■ Exercise details
Copy every record below exactly as it stands.

■ Source data
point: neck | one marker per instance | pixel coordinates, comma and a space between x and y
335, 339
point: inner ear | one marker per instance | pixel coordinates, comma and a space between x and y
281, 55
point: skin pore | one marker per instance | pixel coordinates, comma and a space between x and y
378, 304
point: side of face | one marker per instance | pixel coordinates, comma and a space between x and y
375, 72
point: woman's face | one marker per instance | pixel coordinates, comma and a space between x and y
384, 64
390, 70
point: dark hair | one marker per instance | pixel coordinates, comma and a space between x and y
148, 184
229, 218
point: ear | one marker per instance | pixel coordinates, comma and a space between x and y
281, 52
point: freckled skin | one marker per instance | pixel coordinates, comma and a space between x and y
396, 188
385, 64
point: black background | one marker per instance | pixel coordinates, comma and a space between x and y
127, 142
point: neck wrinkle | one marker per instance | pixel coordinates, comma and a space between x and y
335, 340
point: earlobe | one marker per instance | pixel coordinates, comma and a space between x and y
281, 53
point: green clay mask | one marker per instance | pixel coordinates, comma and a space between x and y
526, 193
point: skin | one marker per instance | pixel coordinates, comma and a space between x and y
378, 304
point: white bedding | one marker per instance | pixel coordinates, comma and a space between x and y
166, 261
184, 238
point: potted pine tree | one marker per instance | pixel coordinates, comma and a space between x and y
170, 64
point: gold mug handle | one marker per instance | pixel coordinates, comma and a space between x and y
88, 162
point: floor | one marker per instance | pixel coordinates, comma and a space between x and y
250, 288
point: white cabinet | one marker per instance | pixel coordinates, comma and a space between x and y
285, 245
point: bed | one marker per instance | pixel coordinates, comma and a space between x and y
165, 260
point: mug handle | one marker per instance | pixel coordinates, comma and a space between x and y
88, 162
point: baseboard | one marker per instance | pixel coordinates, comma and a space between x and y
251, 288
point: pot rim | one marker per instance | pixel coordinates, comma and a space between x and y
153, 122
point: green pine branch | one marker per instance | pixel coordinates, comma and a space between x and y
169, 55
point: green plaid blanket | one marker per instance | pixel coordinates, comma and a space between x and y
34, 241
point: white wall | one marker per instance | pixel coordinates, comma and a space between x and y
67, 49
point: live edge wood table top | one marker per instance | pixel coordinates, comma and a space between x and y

■ Solved problem
point: neck | one marker per instance | pixel coordinates, comma and a space between x and y
335, 339
point: inner ear | one marker per instance | pixel coordinates, comma and a space between x and y
281, 55
point: skin pore | one marker per instance | pixel coordinates, comma and a space between x and y
378, 304
point: side of face | one marker per instance | pixel coordinates, comma and a space between x and y
375, 72
point: woman's face | one marker per instance | pixel coordinates, comma and a space between x and y
384, 64
390, 70
point: dark hair | one marker per instance | pixel coordinates, comma and a space between x and y
148, 184
229, 218
point: ear | one marker per instance | pixel coordinates, comma and a space between x and y
281, 52
point: freckled skin | one marker per instance | pixel coordinates, comma and a space between x and y
396, 188
385, 64
point: black background | one marker per instance | pixel coordinates, comma and a space between x and y
127, 142
point: neck wrinkle | one marker per instance | pixel coordinates, comma and a space between x and y
335, 340
point: earlobe | one marker per instance | pixel coordinates, comma and a space between x and y
281, 53
point: green clay mask | one marker per instance | pixel coordinates, comma and a space between x and y
526, 193
point: skin | one marker per instance | pixel coordinates, comma and a space between x and y
378, 304
point: white bedding | one marker per instance | pixel coordinates, comma and a space between x and y
166, 261
184, 238
point: potted pine tree | one marker per instance | pixel coordinates, comma and a space between x and y
170, 64
point: gold mug handle | one marker per instance | pixel coordinates, comma and a space between x and y
88, 162
point: floor | one marker per instance | pixel coordinates, comma and a space between x and y
250, 288
point: white cabinet | one marker per instance | pixel coordinates, comma and a space between x and y
285, 245
point: bed | one marker per instance | pixel coordinates, comma and a space between x and y
165, 260
point: mug handle | one marker per instance | pixel coordinates, comma and a space between x and y
88, 162
point: baseboard | one marker per instance | pixel coordinates, comma and a space between x and y
251, 288
point: pot rim | one marker per instance | pixel coordinates, comma and a space between x and y
153, 122
point: green pine branch | one marker per instance | pixel coordinates, comma and a space between x and y
169, 55
point: green plaid blanket | one marker per instance | pixel coordinates, comma and a space between x and y
34, 241
point: white wall | one marker per instance | pixel coordinates, comma and a space between x and y
67, 49
point: live edge wood table top | one marker per instance | pixel coordinates, comma and a space between x and y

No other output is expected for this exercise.